* To do:
Pick out every line of the material below that contains the string "motorcycle", matching case exactly, and copy each of those lines in full.

(Data taken from a collection)
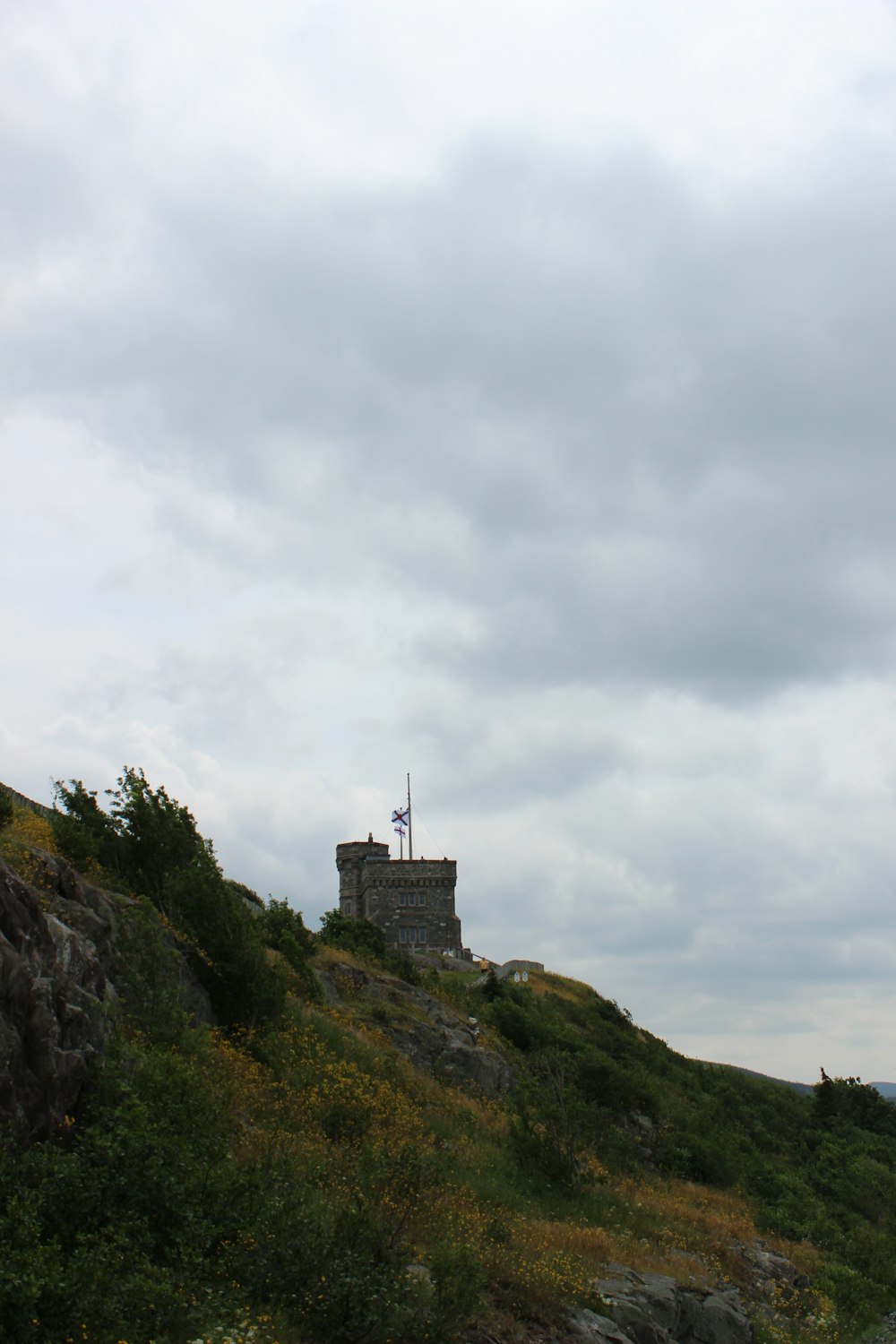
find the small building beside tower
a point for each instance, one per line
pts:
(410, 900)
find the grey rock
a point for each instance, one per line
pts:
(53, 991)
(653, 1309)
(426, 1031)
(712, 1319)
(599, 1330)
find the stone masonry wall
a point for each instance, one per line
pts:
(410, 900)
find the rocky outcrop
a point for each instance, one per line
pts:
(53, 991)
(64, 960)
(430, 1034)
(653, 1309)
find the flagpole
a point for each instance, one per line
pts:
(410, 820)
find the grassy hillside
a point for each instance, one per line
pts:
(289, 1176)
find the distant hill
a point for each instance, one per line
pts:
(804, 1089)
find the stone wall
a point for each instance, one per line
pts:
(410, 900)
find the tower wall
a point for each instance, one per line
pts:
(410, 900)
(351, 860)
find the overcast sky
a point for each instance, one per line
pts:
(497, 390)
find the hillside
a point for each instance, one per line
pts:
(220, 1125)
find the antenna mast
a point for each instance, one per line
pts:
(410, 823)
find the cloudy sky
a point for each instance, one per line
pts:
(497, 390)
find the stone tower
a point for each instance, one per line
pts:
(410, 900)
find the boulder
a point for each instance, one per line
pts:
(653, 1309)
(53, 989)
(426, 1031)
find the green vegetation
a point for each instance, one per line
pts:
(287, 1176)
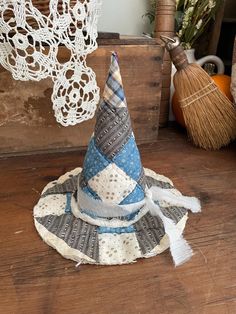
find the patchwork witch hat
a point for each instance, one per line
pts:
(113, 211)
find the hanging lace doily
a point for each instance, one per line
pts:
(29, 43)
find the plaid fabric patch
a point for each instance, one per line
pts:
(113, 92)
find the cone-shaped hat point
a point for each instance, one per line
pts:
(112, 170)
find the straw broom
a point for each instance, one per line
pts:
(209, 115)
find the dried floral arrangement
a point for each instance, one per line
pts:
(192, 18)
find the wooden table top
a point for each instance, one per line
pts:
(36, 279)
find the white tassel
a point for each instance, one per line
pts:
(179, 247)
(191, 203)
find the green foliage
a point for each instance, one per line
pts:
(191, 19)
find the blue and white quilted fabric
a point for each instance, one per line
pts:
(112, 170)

--

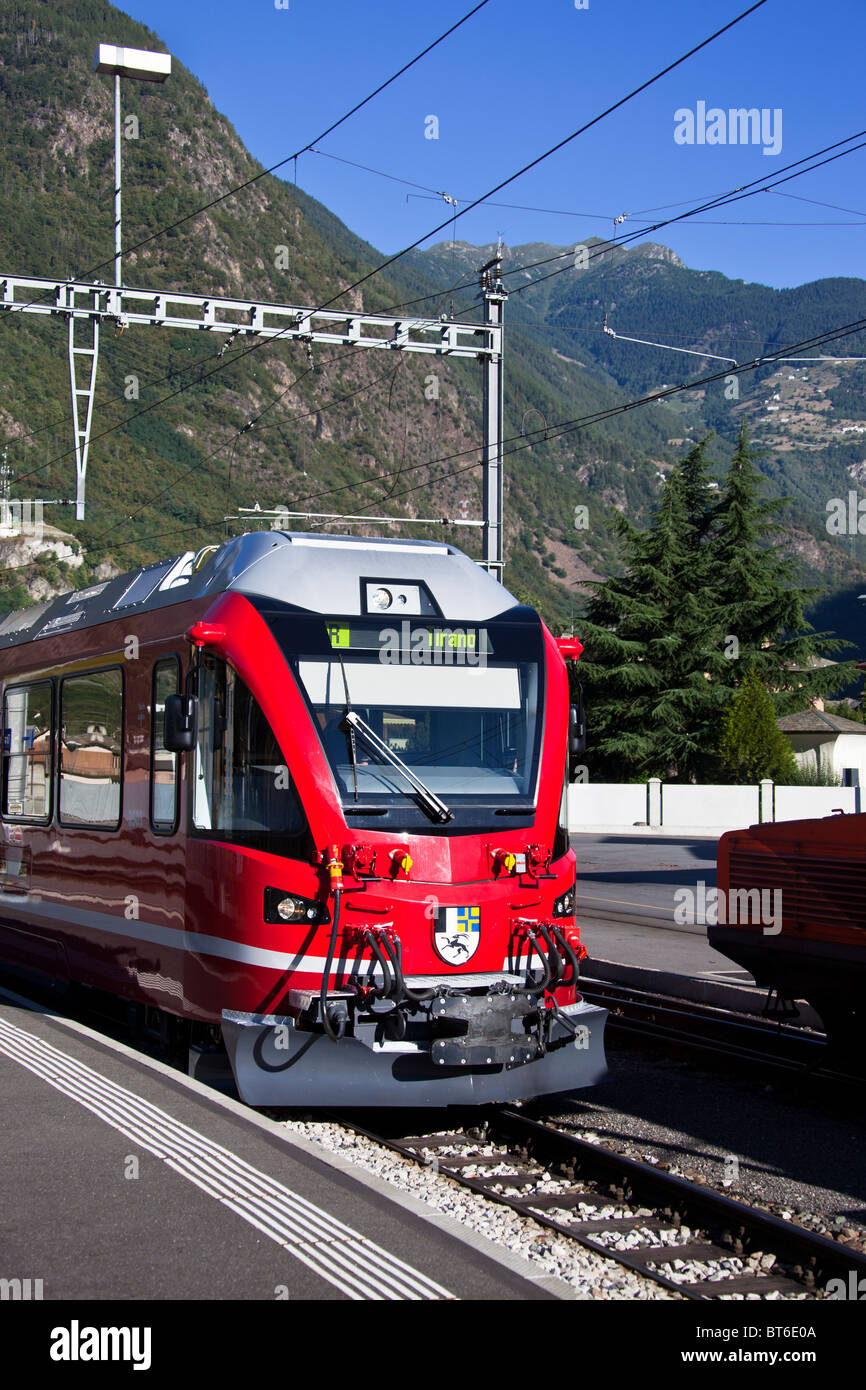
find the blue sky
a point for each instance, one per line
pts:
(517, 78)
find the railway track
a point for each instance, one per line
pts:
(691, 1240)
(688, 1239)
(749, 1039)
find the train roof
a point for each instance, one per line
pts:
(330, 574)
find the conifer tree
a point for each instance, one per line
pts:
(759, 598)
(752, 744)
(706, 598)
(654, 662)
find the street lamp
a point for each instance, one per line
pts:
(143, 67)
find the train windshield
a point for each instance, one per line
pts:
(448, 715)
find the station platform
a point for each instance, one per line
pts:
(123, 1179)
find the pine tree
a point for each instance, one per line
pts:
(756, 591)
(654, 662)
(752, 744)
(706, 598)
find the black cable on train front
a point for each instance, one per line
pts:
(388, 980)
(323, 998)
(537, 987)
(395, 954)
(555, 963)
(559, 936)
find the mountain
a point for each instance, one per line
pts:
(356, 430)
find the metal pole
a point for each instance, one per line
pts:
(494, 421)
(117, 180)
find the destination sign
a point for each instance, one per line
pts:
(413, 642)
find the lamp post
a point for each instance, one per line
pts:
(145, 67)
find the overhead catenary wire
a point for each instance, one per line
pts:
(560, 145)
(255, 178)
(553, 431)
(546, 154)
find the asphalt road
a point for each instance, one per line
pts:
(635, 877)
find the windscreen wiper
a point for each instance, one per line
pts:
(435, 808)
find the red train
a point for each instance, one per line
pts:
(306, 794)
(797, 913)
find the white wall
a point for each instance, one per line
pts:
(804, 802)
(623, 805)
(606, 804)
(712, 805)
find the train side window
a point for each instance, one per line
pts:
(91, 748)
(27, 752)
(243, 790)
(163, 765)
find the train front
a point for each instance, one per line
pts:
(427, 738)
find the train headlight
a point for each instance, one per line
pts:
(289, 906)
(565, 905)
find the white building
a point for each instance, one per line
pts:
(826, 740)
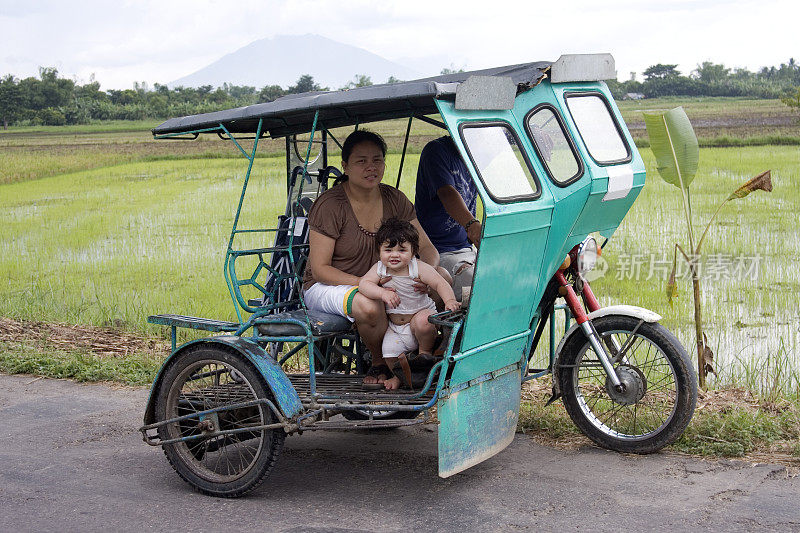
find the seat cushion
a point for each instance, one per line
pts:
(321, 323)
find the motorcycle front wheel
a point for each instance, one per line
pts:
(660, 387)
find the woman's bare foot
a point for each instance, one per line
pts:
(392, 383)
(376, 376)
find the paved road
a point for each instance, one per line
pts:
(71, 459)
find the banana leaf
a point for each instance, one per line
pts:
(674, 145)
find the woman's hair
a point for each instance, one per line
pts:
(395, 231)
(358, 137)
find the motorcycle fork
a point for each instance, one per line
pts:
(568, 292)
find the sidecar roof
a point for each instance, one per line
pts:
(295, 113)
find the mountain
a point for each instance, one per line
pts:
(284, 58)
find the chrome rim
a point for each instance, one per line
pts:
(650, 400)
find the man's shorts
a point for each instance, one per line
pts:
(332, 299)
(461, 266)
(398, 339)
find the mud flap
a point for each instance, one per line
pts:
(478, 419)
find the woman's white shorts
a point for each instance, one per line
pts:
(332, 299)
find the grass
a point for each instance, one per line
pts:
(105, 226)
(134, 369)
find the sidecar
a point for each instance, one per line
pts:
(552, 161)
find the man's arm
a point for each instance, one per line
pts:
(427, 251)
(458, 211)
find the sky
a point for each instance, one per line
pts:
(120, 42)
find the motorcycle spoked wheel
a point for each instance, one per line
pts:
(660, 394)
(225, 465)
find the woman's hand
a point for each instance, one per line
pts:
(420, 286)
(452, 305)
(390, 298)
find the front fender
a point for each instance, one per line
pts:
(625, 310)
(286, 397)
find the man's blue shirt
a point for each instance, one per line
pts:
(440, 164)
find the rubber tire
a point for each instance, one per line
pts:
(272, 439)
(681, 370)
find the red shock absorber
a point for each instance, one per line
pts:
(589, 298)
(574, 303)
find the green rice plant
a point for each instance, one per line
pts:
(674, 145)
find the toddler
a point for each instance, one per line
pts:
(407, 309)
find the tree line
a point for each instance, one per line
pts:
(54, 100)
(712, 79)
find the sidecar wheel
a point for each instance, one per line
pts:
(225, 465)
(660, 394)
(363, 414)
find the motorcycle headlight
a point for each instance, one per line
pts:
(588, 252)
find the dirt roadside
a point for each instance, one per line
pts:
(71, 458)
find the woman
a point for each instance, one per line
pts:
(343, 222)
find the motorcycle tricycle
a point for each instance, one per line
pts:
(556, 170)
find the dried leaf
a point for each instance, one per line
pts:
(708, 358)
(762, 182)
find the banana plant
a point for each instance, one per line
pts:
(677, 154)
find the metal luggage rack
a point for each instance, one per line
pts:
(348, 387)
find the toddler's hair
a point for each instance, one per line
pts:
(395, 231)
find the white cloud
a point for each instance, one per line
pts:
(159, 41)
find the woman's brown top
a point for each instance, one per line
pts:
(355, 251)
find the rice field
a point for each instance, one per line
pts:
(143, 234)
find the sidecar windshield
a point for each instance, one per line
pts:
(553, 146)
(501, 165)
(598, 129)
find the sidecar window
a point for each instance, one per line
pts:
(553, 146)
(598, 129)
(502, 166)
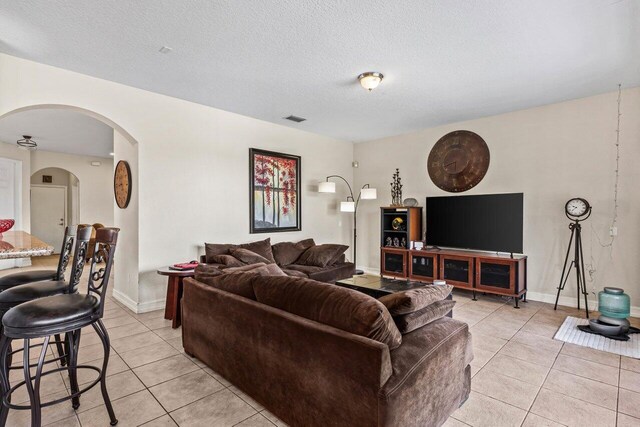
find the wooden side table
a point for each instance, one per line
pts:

==

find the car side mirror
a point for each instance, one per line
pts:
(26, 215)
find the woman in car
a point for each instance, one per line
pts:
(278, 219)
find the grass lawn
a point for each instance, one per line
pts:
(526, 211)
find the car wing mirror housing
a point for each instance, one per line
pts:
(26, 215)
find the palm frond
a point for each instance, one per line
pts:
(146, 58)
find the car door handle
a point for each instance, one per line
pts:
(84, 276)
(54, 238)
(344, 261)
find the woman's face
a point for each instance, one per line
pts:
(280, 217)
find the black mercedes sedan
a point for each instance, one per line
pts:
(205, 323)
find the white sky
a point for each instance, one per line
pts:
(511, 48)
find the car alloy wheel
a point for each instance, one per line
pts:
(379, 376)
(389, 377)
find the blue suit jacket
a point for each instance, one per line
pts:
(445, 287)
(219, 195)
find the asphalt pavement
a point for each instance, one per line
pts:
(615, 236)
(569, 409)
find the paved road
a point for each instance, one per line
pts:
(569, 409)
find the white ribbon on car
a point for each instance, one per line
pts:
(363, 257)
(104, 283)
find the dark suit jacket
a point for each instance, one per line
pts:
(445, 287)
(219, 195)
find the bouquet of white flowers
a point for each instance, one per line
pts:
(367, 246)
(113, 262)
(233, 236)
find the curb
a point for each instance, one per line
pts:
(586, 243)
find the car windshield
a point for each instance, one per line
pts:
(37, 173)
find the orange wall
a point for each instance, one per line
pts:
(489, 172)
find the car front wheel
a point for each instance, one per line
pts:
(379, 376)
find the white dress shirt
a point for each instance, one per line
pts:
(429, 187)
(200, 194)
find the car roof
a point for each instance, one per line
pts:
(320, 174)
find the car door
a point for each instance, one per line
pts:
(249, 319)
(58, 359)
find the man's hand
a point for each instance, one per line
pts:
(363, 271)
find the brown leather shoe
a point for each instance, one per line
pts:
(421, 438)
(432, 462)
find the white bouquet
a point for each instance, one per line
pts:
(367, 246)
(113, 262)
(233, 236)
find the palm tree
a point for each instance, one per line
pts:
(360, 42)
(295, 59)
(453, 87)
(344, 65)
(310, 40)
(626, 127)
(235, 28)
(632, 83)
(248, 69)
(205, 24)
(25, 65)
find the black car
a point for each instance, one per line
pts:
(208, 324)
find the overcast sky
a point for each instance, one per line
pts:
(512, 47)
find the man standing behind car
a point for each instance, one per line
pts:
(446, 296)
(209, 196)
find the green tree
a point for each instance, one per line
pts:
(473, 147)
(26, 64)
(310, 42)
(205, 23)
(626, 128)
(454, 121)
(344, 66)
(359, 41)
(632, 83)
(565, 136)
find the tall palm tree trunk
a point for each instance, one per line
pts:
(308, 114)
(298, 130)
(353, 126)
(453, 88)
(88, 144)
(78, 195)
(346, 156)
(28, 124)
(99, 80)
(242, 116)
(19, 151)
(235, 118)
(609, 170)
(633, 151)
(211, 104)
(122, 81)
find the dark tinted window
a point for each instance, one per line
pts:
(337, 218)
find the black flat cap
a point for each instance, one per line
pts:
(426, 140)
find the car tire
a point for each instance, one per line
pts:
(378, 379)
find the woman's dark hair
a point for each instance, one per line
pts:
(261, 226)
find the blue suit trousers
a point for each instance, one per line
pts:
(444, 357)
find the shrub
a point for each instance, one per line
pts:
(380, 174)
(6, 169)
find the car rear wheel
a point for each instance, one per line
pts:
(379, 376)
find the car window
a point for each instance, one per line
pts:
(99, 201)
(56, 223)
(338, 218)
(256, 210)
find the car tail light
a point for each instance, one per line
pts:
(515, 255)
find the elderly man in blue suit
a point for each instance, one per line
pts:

* Response to the task:
find the motorcycle front wheel
find the motorcycle fork
find the motorcycle spoked wheel
find the motorcycle headlight
find the motorcycle tricycle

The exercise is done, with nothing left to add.